→ WORK TO DO
Write out the lines below word for word, leaving out any pictures.

→ ITEMS
◇ ◇ ◇ ◇ ◇ ◇ ◇
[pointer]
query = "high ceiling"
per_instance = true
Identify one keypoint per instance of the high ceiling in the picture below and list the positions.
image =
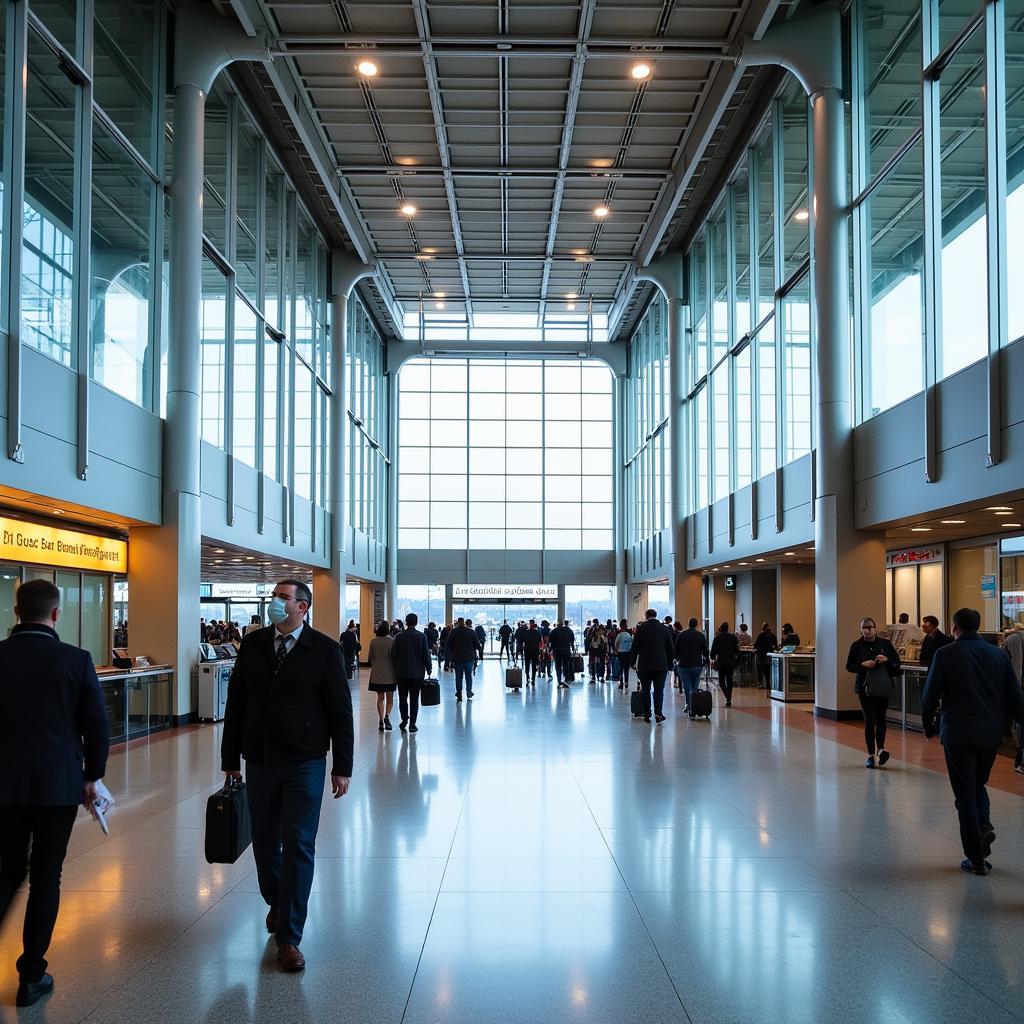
◇ ◇ ◇ ◇ ◇ ◇ ◇
→ EXERCISE RESPONSE
[pointer]
query = "high ceiling"
per_instance = true
Identify one keypoint per instance of the high ceiling in the picture below and list the positions.
image =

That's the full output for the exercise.